START Data records
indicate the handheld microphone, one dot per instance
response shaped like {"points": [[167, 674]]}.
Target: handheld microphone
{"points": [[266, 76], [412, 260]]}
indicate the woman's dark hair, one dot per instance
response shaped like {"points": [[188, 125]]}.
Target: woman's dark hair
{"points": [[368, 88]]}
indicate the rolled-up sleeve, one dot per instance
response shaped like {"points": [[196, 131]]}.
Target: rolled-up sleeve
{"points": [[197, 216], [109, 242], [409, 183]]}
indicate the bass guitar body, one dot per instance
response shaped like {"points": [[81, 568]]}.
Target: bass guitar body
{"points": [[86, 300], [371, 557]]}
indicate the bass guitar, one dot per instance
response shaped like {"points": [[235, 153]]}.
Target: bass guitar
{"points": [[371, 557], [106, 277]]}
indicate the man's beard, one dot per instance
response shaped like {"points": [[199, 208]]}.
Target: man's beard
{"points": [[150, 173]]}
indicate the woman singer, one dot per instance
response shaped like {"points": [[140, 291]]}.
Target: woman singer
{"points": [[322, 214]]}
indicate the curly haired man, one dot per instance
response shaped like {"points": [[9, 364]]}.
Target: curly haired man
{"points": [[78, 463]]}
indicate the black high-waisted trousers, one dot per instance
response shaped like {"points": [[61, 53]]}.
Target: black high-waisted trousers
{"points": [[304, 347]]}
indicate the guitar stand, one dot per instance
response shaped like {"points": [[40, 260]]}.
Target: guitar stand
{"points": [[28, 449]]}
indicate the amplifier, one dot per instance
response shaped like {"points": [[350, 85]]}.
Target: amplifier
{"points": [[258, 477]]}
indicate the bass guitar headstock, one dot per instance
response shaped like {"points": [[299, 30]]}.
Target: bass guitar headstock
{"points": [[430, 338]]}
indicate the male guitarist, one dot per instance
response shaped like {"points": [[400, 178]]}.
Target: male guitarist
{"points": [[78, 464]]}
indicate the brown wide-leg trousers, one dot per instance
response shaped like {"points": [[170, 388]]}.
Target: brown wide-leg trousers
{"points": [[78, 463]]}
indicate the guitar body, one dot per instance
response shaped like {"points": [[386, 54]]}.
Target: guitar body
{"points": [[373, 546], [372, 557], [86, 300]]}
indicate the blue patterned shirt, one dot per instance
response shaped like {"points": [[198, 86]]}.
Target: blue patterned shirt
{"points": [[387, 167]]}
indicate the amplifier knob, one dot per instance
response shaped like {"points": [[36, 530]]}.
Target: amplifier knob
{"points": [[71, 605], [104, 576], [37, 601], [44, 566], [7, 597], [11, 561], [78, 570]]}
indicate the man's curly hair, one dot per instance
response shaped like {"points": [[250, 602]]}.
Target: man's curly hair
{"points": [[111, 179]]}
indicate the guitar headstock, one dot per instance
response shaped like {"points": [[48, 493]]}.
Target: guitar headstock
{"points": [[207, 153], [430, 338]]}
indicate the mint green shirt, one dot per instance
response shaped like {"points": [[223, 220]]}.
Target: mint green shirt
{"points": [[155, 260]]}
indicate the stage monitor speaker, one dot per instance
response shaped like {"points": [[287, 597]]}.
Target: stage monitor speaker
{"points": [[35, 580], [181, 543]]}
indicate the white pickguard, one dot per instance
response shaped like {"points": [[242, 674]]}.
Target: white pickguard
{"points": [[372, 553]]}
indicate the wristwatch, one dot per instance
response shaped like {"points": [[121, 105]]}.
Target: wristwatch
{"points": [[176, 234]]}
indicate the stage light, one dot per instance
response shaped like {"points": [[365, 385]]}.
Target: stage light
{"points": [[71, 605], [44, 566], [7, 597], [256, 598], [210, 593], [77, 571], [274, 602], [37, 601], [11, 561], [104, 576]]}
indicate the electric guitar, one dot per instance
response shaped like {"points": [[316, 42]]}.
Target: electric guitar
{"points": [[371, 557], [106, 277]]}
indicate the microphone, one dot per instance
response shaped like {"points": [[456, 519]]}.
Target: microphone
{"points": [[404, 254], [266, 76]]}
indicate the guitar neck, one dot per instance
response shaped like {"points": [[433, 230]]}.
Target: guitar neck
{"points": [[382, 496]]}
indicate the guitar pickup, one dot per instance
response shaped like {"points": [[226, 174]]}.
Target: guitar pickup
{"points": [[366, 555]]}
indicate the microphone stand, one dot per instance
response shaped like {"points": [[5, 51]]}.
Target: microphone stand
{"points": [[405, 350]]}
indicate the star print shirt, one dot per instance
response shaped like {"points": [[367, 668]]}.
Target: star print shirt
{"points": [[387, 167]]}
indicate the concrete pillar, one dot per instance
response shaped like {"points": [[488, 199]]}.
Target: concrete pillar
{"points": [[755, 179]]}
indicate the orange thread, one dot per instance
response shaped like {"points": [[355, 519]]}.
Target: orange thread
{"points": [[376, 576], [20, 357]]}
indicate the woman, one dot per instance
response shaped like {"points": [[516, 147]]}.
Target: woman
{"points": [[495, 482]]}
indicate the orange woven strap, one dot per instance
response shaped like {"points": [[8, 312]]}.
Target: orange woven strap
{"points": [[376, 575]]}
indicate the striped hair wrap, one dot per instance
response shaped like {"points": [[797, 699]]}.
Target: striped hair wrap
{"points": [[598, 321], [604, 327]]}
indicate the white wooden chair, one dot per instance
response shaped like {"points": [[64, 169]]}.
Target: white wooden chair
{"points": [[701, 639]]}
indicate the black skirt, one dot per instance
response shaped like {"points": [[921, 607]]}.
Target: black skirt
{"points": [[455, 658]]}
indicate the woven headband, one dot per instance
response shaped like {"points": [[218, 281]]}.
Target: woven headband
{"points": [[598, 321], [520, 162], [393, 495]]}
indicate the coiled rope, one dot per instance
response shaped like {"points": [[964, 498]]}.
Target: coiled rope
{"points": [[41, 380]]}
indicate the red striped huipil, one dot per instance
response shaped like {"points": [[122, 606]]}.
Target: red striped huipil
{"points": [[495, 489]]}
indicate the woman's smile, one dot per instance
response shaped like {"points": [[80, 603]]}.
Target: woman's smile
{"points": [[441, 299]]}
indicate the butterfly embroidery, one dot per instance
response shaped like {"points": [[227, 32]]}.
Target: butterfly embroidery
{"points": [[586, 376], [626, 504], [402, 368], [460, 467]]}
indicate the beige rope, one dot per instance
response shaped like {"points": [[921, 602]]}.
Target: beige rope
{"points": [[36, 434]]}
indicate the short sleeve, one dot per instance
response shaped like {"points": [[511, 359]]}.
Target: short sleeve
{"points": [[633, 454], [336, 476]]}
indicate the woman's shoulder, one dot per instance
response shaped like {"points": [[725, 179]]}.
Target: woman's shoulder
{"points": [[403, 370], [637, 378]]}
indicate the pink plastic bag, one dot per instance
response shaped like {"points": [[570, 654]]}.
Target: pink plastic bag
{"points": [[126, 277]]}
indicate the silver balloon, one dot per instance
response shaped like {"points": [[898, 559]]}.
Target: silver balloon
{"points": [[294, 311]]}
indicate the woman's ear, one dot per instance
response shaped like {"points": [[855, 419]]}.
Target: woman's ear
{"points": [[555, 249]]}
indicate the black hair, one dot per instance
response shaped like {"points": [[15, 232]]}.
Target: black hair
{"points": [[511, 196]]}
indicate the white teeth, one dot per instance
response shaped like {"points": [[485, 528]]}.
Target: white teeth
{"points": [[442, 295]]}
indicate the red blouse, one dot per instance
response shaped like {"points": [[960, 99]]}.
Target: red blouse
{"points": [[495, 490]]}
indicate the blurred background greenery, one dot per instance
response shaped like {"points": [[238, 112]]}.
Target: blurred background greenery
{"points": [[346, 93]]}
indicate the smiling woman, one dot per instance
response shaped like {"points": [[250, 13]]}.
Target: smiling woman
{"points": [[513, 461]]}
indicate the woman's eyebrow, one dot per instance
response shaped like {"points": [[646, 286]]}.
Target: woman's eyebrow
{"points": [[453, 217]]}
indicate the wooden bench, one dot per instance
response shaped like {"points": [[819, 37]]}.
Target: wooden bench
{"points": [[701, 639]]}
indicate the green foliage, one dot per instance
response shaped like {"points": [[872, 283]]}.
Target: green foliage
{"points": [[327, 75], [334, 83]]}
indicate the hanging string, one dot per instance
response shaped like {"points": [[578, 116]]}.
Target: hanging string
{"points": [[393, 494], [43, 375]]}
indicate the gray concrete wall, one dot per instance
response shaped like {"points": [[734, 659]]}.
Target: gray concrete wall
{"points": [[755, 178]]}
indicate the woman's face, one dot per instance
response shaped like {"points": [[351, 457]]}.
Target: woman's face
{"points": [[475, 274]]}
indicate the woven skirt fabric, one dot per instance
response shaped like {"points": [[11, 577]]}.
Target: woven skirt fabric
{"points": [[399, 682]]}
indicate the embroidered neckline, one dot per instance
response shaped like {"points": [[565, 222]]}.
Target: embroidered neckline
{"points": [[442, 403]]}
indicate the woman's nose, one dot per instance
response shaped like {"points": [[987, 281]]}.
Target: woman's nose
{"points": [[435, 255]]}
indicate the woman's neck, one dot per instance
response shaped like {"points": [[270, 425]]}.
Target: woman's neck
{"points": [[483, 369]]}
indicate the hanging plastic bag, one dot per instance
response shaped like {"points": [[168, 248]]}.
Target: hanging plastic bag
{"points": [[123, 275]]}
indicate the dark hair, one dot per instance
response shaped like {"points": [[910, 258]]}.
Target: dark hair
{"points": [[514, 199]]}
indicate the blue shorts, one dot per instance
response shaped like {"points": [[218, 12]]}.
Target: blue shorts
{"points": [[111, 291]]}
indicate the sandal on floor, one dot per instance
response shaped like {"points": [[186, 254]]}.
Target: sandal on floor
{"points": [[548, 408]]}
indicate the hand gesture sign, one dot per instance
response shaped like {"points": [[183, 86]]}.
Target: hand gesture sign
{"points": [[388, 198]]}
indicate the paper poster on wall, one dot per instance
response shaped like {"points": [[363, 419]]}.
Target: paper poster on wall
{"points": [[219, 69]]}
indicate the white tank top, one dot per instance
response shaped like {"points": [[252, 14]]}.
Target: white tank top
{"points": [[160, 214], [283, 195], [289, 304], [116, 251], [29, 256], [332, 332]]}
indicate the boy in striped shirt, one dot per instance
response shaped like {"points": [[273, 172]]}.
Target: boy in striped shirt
END Data records
Task description: Your answer should consist of the lines from the line with "indicate the embroidered" to the line with "indicate the paper" above, repeated exactly, both ends included.

Your response:
indicate the embroidered neckline, one dot per instance
response shaped like {"points": [[565, 222]]}.
Target: embroidered neckline
{"points": [[442, 403]]}
indicate the woman's nose, one dot per instance
response shaped like {"points": [[987, 281]]}.
Target: woman's nose
{"points": [[435, 255]]}
indicate the woman's neck, one dot per instance
response shaped like {"points": [[270, 425]]}.
Target: woman's neck
{"points": [[483, 369]]}
indicate the hanging plastic bag, one dot per instance
response shaped like {"points": [[168, 248]]}.
Target: hanging plastic bag
{"points": [[123, 275]]}
indicate the dark hair, one dot per instance
response shaped like {"points": [[910, 258]]}.
Target: dark hair
{"points": [[514, 199]]}
indicate the blue shorts, one dot per instance
response shaped like {"points": [[218, 12]]}.
Target: blue shorts
{"points": [[111, 291]]}
indicate the sandal on floor, one dot per instance
response shaped like {"points": [[186, 254]]}.
Target: sandal on floor
{"points": [[548, 408]]}
indicate the hand gesture sign, one dot per instance
response shaped like {"points": [[183, 86]]}.
Target: hand gesture sign
{"points": [[388, 198]]}
indicate the paper poster on wall, one dot per instance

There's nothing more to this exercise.